What needs to be done:
Please reproduce every one of the entries below word for word, keeping each line unchanged and in the same order.

start Input data

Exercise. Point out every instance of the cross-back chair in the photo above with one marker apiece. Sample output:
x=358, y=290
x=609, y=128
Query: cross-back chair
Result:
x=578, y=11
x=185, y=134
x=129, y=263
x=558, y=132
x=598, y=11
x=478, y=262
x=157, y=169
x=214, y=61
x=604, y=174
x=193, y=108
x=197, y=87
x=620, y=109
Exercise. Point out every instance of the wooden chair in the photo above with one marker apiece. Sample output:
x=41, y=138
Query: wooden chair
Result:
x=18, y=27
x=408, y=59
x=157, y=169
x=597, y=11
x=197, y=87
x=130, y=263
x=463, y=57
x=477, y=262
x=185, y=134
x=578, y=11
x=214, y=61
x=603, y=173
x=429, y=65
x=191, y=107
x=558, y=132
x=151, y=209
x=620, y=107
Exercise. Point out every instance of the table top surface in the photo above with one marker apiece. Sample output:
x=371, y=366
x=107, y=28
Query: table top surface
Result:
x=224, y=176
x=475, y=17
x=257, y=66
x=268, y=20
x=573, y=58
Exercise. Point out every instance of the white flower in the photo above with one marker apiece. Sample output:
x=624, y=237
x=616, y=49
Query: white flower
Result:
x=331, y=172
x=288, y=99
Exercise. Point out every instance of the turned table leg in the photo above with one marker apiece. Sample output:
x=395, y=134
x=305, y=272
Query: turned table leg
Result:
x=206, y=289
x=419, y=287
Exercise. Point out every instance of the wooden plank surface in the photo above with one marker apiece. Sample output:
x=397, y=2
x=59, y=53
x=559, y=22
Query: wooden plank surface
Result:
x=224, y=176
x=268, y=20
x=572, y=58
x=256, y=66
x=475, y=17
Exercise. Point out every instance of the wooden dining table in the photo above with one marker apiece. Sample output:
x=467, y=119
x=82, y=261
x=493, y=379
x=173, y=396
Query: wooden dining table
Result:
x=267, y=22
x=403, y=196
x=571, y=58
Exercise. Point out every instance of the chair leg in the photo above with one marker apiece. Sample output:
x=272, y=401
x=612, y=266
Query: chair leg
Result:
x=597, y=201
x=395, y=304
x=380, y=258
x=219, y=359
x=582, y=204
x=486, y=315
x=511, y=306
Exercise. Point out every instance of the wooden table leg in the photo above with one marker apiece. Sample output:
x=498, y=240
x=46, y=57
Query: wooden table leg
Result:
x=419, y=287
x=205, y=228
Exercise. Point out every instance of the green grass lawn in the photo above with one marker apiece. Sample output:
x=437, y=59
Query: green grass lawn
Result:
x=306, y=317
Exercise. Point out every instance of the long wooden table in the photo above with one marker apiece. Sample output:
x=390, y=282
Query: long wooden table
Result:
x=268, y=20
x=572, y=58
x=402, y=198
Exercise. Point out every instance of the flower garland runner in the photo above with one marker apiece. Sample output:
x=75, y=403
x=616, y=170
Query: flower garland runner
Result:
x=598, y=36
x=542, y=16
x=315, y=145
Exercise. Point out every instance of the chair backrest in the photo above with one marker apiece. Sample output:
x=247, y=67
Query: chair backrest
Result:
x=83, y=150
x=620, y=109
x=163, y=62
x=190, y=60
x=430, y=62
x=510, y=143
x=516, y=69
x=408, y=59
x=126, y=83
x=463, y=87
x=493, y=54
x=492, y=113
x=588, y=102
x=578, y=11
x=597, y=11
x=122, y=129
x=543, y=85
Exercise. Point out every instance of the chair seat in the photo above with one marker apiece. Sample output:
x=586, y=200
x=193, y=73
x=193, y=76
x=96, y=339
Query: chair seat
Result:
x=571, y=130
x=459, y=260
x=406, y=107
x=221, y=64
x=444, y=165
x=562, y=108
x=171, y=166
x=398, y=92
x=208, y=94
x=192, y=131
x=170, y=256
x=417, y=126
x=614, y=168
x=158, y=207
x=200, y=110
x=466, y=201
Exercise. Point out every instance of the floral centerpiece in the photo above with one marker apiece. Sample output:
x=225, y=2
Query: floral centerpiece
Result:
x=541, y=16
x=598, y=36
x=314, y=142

end Input data

Output below:
Exercise. Point out every instance of the cross-back chair in the photo above with one marker apiece. Sample output:
x=358, y=290
x=609, y=128
Query: cross-back chair
Result:
x=578, y=11
x=185, y=134
x=129, y=263
x=558, y=132
x=598, y=11
x=478, y=262
x=157, y=169
x=214, y=61
x=604, y=174
x=193, y=108
x=197, y=87
x=620, y=109
Exercise. Point out every instance of the wooden chair in the photo above with one marker apiece. Sample output:
x=41, y=138
Query: wooden chair
Result:
x=18, y=27
x=408, y=59
x=157, y=169
x=597, y=11
x=197, y=87
x=130, y=263
x=463, y=57
x=477, y=262
x=185, y=134
x=578, y=11
x=214, y=61
x=603, y=173
x=429, y=65
x=191, y=107
x=558, y=132
x=151, y=209
x=620, y=107
Exercise. Point out every instance of the table top surface in the photo above with one marker apiece. Sample output:
x=371, y=366
x=107, y=28
Query: table top surface
Result:
x=224, y=176
x=475, y=17
x=257, y=66
x=268, y=20
x=573, y=58
Exercise. Point out every instance of the white flower in the photo above with one marker apiece. Sample output:
x=624, y=237
x=616, y=49
Query: white flower
Result:
x=331, y=172
x=288, y=99
Exercise. Point out every instance of the turned table leg in the photo above with one marker apiece. Sample output:
x=395, y=134
x=305, y=272
Query: turned table leg
Result:
x=206, y=289
x=419, y=287
Exercise. Point out every instance of the wooden plank surface in the photo above with one marker apiece. Sample output:
x=397, y=2
x=59, y=53
x=559, y=22
Query: wooden plank surface
Result:
x=224, y=176
x=268, y=20
x=572, y=58
x=256, y=66
x=475, y=17
Exercise. Point out every instance of the wooden dining table in the photo above with one marker apiece. Sample output:
x=467, y=119
x=82, y=261
x=493, y=379
x=173, y=396
Query: wooden dining table
Result:
x=267, y=22
x=403, y=196
x=571, y=58
Exercise. Point out every instance of the chair leg in the photo above with one marker apiece. Sample output:
x=272, y=401
x=612, y=266
Query: chair leg
Result:
x=597, y=201
x=395, y=304
x=380, y=258
x=219, y=359
x=582, y=204
x=486, y=315
x=511, y=306
Exercise. Point out every instance of the wooden table leg in the photo above with one marker apiece. Sample output:
x=498, y=240
x=46, y=57
Query: wooden table leg
Result:
x=419, y=287
x=205, y=228
Exercise. Point out every instance of the green grass lawn in the photo above with one marker apiece. Sample output:
x=437, y=59
Query: green grass lawn
Result:
x=306, y=317
Exercise. Point out every instance of the long wooden table in the photo above with one marker apiece. Sample output:
x=390, y=282
Query: long wooden table
Result:
x=268, y=20
x=572, y=58
x=402, y=198
Exercise. Point out every instance of the flower garland runner in the photo above with one marker apiece. Sample output:
x=75, y=403
x=616, y=170
Query: flower garland runner
Result:
x=598, y=36
x=542, y=16
x=315, y=145
Exercise. Point out every instance of the chair backrest in the photo above with one marker apiece. Sample output:
x=247, y=67
Query: chair backrest
Result:
x=83, y=150
x=620, y=109
x=163, y=62
x=190, y=60
x=430, y=62
x=510, y=143
x=516, y=69
x=408, y=59
x=126, y=83
x=463, y=87
x=493, y=54
x=492, y=113
x=588, y=102
x=578, y=11
x=597, y=11
x=122, y=129
x=543, y=85
Exercise. Point out every instance of the chair seat in the photo above with one marker apiece. Sample output:
x=586, y=200
x=193, y=73
x=193, y=76
x=96, y=339
Query: chair seat
Result:
x=571, y=130
x=459, y=260
x=406, y=107
x=221, y=64
x=444, y=165
x=562, y=108
x=171, y=166
x=398, y=92
x=208, y=94
x=192, y=131
x=170, y=256
x=417, y=126
x=614, y=168
x=158, y=207
x=200, y=110
x=466, y=201
Exercise. Point out every instance of the floral centerpiece in the photo above with one marker apiece. Sample output:
x=225, y=2
Query: floral centerpiece
Result:
x=541, y=16
x=598, y=36
x=314, y=142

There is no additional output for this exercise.